*** GIVEN RECORDS ***

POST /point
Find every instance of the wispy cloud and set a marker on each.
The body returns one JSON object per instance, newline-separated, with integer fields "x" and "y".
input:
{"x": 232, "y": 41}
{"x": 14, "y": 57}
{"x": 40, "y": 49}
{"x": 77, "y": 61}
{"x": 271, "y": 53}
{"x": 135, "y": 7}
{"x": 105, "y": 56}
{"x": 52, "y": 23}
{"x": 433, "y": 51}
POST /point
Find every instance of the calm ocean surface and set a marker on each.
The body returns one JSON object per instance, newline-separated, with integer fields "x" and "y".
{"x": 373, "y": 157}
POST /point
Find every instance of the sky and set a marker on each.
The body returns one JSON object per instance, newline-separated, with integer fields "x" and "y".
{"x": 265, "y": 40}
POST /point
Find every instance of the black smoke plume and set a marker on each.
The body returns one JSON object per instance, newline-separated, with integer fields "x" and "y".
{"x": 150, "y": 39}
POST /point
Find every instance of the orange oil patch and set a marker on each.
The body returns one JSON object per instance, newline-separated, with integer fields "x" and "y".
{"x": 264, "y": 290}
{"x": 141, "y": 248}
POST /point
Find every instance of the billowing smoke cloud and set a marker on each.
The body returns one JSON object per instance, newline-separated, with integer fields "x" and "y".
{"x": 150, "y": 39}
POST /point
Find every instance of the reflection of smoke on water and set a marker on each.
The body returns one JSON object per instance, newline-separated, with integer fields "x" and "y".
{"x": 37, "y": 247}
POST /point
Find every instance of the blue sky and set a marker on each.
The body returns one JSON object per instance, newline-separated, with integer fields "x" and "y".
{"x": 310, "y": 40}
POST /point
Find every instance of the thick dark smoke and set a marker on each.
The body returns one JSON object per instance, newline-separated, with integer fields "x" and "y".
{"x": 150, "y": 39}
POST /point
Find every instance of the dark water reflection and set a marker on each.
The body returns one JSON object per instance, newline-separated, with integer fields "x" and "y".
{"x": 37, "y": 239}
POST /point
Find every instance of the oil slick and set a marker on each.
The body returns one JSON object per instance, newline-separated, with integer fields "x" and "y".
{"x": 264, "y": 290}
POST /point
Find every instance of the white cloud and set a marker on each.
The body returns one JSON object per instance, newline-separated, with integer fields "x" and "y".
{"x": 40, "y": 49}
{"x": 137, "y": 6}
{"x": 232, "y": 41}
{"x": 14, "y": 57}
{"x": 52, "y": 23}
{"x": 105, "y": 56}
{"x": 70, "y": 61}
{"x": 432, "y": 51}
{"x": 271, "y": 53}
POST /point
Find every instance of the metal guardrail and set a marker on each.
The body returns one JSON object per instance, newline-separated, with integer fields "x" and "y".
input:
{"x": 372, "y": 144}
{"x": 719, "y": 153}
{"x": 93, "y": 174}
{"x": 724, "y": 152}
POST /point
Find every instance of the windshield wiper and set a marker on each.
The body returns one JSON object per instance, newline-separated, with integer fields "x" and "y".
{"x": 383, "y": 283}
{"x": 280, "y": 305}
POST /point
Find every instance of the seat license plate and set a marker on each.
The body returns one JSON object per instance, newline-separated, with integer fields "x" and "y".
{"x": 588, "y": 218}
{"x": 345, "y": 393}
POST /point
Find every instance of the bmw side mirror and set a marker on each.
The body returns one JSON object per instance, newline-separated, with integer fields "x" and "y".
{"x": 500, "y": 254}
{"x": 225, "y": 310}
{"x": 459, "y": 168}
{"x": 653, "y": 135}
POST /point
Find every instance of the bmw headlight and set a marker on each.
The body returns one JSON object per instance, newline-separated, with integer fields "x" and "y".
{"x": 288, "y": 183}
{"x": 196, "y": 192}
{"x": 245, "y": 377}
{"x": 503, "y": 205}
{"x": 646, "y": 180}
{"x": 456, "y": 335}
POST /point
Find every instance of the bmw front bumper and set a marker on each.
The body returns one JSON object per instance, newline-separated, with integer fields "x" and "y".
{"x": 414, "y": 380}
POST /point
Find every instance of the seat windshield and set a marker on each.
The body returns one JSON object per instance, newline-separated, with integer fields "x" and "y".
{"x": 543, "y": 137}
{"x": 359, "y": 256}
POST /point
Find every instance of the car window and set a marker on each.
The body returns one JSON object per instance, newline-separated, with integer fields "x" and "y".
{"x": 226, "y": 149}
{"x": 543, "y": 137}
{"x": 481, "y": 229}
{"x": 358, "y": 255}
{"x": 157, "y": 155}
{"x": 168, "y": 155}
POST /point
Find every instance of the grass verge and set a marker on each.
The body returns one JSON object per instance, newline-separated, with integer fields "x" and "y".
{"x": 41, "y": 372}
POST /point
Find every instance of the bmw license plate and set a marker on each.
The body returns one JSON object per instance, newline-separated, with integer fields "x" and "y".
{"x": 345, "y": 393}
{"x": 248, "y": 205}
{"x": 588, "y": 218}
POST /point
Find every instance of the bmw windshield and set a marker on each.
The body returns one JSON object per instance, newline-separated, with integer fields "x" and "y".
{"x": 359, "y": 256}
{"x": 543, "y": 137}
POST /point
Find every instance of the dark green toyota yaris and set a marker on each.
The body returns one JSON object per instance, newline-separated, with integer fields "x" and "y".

***

Reproduce the full listing above, character for character.

▶ REPLY TO THE TASK
POST /point
Find every instance of the wispy cloud and set a marker on each.
The body returns one JSON object per instance, newline-separated, with integer fields "x" and "y".
input:
{"x": 232, "y": 41}
{"x": 14, "y": 57}
{"x": 40, "y": 49}
{"x": 77, "y": 61}
{"x": 271, "y": 53}
{"x": 135, "y": 7}
{"x": 105, "y": 56}
{"x": 52, "y": 23}
{"x": 433, "y": 51}
POST /point
Find every instance of the calm ocean surface and set a marker on each.
The body returns one JSON object per instance, newline-separated, with integer fields "x" and "y".
{"x": 373, "y": 157}
POST /point
Find every instance of the sky and set a marker on each.
The body returns one JSON object per instance, newline-separated, with integer fields "x" and "y".
{"x": 265, "y": 40}
POST /point
Find every instance of the black smoke plume and set a marker on each.
The body returns one JSON object per instance, newline-separated, with integer fields "x" and "y".
{"x": 150, "y": 39}
POST /point
Find every instance of the orange oil patch and set a marker on each.
The body returns one JSON object per instance, newline-separated, with integer fields "x" and "y".
{"x": 264, "y": 290}
{"x": 141, "y": 248}
POST /point
Find every instance of the billowing smoke cloud and set a marker on each.
The body returns one JSON object per instance, newline-separated, with integer fields "x" and "y".
{"x": 150, "y": 39}
POST /point
Find every instance of the reflection of smoke on water and set a marker on each.
The body returns one JSON object per instance, newline-separated, with integer fields "x" and "y".
{"x": 37, "y": 247}
POST /point
Find every instance of the blue sky and set a marker on each.
The body returns one JSON object per instance, newline-separated, with integer fields "x" and "y".
{"x": 310, "y": 40}
POST /point
Find every instance of the thick dark smoke and set a marker on each.
The body returns one JSON object per instance, newline-separated, with integer fields "x" and "y".
{"x": 150, "y": 39}
POST /point
Find every instance of the dark water reflection and set a marker on each.
The body returns one JSON object per instance, newline-separated, with integer fields "x" and "y".
{"x": 37, "y": 239}
POST /point
Find every instance of the oil slick and set a marker on each.
The body returns one JSON object per instance, newline-separated, with integer fields "x" and "y".
{"x": 264, "y": 290}
POST /point
Find every instance of the white cloud and set a marker on each.
The body returns one JSON object per instance, newline-separated, with integer fields "x" and "y".
{"x": 40, "y": 49}
{"x": 137, "y": 6}
{"x": 232, "y": 41}
{"x": 14, "y": 57}
{"x": 52, "y": 23}
{"x": 105, "y": 56}
{"x": 70, "y": 61}
{"x": 432, "y": 51}
{"x": 271, "y": 53}
POST /point
Find every instance of the metal guardrail and set a marker on each.
The body returns one JSON object per instance, newline-separated, with integer fields "x" and "y".
input:
{"x": 372, "y": 144}
{"x": 719, "y": 153}
{"x": 93, "y": 174}
{"x": 724, "y": 152}
POST /point
Find every instance of the windshield wiper and set a marker on each.
The body returns one JSON object per instance, newline-separated, with integer fields "x" and "y".
{"x": 383, "y": 283}
{"x": 280, "y": 305}
POST /point
Find every instance of the seat license plate and set a marker on each.
The body returns one JSON object per instance, newline-separated, with integer fields "x" and "y".
{"x": 588, "y": 218}
{"x": 345, "y": 393}
POST /point
Find every instance of the bmw side mirror and set a marker on each.
The body returns one JSON object per instance, newline-separated, with integer fields "x" and "y".
{"x": 500, "y": 254}
{"x": 225, "y": 310}
{"x": 459, "y": 168}
{"x": 653, "y": 135}
POST /point
Find every instance of the bmw headlight and set a marker on each.
The body returns one JSON object per instance, newline-separated, with integer fields "x" and "y".
{"x": 288, "y": 183}
{"x": 196, "y": 192}
{"x": 245, "y": 377}
{"x": 503, "y": 205}
{"x": 646, "y": 180}
{"x": 456, "y": 335}
POST /point
Find every instance of the bmw front bumper and set a marker on each.
The body returns one JSON object per instance, newline-separated, with integer fields "x" and "y".
{"x": 414, "y": 380}
POST /point
Find every instance of the seat windshield and set a marker on each.
The body returns one JSON object per instance, newline-separated, with integer fields "x" and "y".
{"x": 543, "y": 137}
{"x": 359, "y": 256}
POST /point
Find every instance of the car window and set a marker on each.
The body returns one JSON object per instance, newline-separated, with integer fields "x" and "y".
{"x": 226, "y": 149}
{"x": 543, "y": 137}
{"x": 481, "y": 229}
{"x": 358, "y": 255}
{"x": 157, "y": 155}
{"x": 168, "y": 155}
POST /point
Find every instance of the grass verge and set a marker on each.
The body returns one JSON object per instance, newline-separated, with integer fields "x" and "y".
{"x": 41, "y": 372}
POST /point
Find every instance of the bmw license plate and set a marker on each.
The body returns one JSON object per instance, newline-separated, with integer fields "x" and "y".
{"x": 345, "y": 393}
{"x": 248, "y": 205}
{"x": 588, "y": 218}
POST /point
Find every instance of the bmw windshield and set a marker on each.
The body returns one JSON object per instance, newline-separated, with integer fields "x" and "y".
{"x": 359, "y": 256}
{"x": 543, "y": 137}
POST /point
Find every instance of the dark green toyota yaris and set a marker on each.
The body returns one JSON object per instance, newline-separated, with integer fields "x" and "y".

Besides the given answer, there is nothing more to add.